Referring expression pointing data
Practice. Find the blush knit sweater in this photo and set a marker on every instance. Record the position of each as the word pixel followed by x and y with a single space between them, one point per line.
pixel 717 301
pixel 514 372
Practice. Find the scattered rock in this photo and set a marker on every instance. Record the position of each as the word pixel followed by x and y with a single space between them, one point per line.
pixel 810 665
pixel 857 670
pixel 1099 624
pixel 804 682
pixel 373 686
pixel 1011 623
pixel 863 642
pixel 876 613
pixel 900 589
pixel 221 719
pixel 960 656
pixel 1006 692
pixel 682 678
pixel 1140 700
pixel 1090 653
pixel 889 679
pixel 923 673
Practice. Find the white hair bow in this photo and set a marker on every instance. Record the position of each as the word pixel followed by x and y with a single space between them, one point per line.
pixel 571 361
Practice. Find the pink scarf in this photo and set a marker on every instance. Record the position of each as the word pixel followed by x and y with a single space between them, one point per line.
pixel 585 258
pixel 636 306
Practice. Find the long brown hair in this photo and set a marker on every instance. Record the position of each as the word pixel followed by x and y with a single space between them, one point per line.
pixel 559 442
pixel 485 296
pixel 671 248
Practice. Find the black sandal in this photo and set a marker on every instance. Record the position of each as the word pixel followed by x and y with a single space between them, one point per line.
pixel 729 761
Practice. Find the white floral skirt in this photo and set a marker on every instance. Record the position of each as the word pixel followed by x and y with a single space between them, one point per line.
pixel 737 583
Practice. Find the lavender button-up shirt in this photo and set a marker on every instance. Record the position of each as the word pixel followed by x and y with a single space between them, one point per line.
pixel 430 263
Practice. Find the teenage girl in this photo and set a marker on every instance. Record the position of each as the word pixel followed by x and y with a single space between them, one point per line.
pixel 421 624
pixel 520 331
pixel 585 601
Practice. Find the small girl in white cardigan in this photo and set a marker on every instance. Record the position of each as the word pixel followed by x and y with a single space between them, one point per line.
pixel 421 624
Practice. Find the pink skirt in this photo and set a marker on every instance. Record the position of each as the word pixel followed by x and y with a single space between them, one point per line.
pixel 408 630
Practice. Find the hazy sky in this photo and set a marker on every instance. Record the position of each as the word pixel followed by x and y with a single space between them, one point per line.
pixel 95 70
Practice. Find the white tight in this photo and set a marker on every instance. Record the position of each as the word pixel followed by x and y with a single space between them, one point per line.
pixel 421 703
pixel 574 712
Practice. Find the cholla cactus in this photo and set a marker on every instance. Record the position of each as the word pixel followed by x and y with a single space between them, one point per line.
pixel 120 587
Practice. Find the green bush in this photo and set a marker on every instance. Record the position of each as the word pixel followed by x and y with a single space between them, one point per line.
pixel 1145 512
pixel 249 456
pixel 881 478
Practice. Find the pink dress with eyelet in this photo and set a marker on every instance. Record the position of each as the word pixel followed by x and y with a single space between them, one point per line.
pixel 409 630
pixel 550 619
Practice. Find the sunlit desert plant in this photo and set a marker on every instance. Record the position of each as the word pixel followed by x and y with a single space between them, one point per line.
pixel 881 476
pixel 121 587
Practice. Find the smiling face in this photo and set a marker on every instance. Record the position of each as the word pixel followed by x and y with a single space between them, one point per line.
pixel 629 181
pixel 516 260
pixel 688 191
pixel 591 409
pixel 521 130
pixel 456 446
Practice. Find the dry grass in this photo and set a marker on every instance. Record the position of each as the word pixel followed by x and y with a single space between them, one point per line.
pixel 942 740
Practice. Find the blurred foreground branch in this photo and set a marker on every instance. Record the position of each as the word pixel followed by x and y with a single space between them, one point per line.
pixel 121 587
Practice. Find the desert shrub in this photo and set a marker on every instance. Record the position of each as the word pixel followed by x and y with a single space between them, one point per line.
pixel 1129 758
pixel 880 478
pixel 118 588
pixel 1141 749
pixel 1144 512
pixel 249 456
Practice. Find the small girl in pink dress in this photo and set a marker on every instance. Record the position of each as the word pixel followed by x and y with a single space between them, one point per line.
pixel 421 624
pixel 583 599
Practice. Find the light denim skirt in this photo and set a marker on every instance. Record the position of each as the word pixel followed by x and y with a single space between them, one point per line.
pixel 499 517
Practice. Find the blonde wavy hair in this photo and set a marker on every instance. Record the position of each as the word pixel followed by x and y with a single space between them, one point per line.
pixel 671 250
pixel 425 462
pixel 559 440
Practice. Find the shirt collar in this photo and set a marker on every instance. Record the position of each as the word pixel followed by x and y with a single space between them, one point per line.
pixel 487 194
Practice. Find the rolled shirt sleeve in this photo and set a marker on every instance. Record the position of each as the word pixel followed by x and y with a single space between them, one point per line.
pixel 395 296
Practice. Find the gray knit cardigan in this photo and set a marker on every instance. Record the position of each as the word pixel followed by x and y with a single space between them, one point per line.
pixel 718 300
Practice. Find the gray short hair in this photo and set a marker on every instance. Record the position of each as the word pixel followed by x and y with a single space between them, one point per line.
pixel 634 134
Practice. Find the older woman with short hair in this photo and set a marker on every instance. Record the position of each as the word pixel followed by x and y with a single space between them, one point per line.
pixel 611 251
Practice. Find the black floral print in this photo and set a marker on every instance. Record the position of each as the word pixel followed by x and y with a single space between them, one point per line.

What is needed — Return every entry exactly as given.

Response area —
Practice. Find the blush knit sweater in this photo and set a marker on every instance. Record the position of each as the word pixel followed by x and y with a single space between them, one point per line.
pixel 717 301
pixel 514 372
Practice. Find the scattered rock in this photo and set a marker on every instance. Record the position of each as the word pixel followed by x and y with a single space between them, one point per line.
pixel 810 665
pixel 857 670
pixel 1099 624
pixel 804 682
pixel 373 686
pixel 1011 623
pixel 863 642
pixel 876 613
pixel 900 589
pixel 221 719
pixel 960 656
pixel 1006 692
pixel 682 678
pixel 1140 700
pixel 1090 653
pixel 889 679
pixel 923 673
Practice. Find the white hair bow in this photo and set a marker on every instance. Record the position of each as the word pixel followed by x and y with a single space between them, one point per line.
pixel 571 361
Practice. Find the pink scarf in this photo and set a marker on every instance. Record the position of each as the word pixel followed by x and y with a single space between them, one point per line.
pixel 585 258
pixel 636 306
Practice. Find the long brown hair in this photo and set a marker on every instance. Record the position of each as the word pixel followed by x and y with a single space between them, one point per line.
pixel 559 442
pixel 485 296
pixel 671 248
Practice. Find the black sandal in this photo and set a marker on every instance. Record the position of each as the word pixel followed by x and y with a single space between them, one point per line.
pixel 729 761
Practice. Find the white floral skirt in this photo and set a marker on every instance. Record the position of each as the word pixel followed by x and y with a single space between them, one point per line.
pixel 737 583
Practice. Find the lavender button-up shirt in this photo and set a marker on every instance. Record the position of each as the word pixel followed by x and y with a single space between them, one point per line.
pixel 430 263
Practice. Find the teenage girl in this photo and set a marker on every instance. Record the position of each as the word pixel followed by x and y with a single space between them, one point per line.
pixel 421 624
pixel 520 331
pixel 585 601
Practice. Find the small girl in white cardigan in this photo and set a marker on every instance. Record the position of each as the word pixel followed by x and y with a single space between them, one point per line.
pixel 421 624
Practice. Find the pink skirt in this photo and set a marker on every instance. Record the position of each as the word pixel followed by x and y with a single space between them, one point per line.
pixel 408 630
Practice. Find the hazy sky in this photo and set a marker on every instance. Record the position of each as the word pixel followed by x and y with a single space between them, one point per line.
pixel 95 70
Practice. Find the white tight in this photo and set a marker on every instance. Record the position of each as the word pixel followed by x and y with a single space between them, one point per line.
pixel 421 703
pixel 574 712
Practice. Find the cholla cactus in this photo and set a marker on every instance. Record the position of each as the word pixel followed by x and y with a single space between them, one point per line.
pixel 120 587
Practice. Find the green bush in this photo and set a marker on every instance. Record the position of each as the word pixel followed by x and y with a single space between them, one point per line.
pixel 1145 512
pixel 249 456
pixel 881 478
Practice. Find the pink dress with eyelet in this photo and set a marker on every instance. Record the position of each as the word pixel followed by x and y with a single space between them, one point per line.
pixel 409 630
pixel 550 619
Practice. Find the sunlit desert plant in this photo and set a marker on every instance. Record the position of each as the word pixel followed by x and y with a single space between them, one point per line.
pixel 881 476
pixel 121 587
Practice. Find the smiling face in this photo and set a marker on every instance. Record the position of each as the word pixel followed by x and y with a single space between them, one point per line.
pixel 629 181
pixel 516 260
pixel 688 191
pixel 591 409
pixel 521 130
pixel 456 446
Practice. Find the dry grass in this photo and set a marker on every instance. Record the position of each as the word pixel followed by x and y with a single space between them, one point per line.
pixel 942 740
Practice. Find the blurred foreground branch in this photo and set a marker on every instance. Record the position of each as the word pixel followed by x and y with a single space between them, one point per line.
pixel 121 587
Practice. Find the desert shrub in this photo and set a marker on every instance. Record the position of each as the word pixel followed by x and y with a single space between them, one point per line.
pixel 1129 758
pixel 880 478
pixel 118 588
pixel 1141 749
pixel 1144 512
pixel 249 456
Practice. Find the small girl in pink dress in this photo and set a marker on every instance. Record the position of each as the word pixel followed by x and y with a single space between them, one point per line.
pixel 421 624
pixel 583 599
Practice. Find the light denim skirt in this photo and set a marker on every instance. Record the position of each as the word pixel followed by x and y with a single space between them, one point per line.
pixel 499 517
Practice. Find the blonde wavy hair in this photo and set a marker on every instance. Record the position of each as the word pixel followed by x and y with a single space between them, one point per line.
pixel 671 250
pixel 425 462
pixel 559 440
Practice. Find the shirt collar in this photo and set a marker on every instance. Record the position of each as the word pixel followed by x and y with a single space between them, one point per line.
pixel 487 194
Practice. Find the rolled shirt sleeve in this photo and set a marker on every instance. Record the position of each as the word pixel followed by x and y with a single space between them, one point per line.
pixel 395 296
Practice. Find the gray knit cardigan in this photo and set a marker on every instance. Record the position of each as the word pixel followed by x and y with a single space between them, one point per line.
pixel 718 300
Practice. Find the gray short hair in this photo and set a marker on every instance. Record the position of each as the word pixel followed by x and y with a single space between them, one point per line.
pixel 634 134
Practice. Find the older woman with short hair in this photo and set a marker on every instance. Record the position of each as the word pixel followed by x and y with a single space between them, one point per line.
pixel 611 251
Practice. Find the black floral print in this photo and set a marker on every instance. Record the position of each as the word pixel followed by x and y with a single space between them, one point per line.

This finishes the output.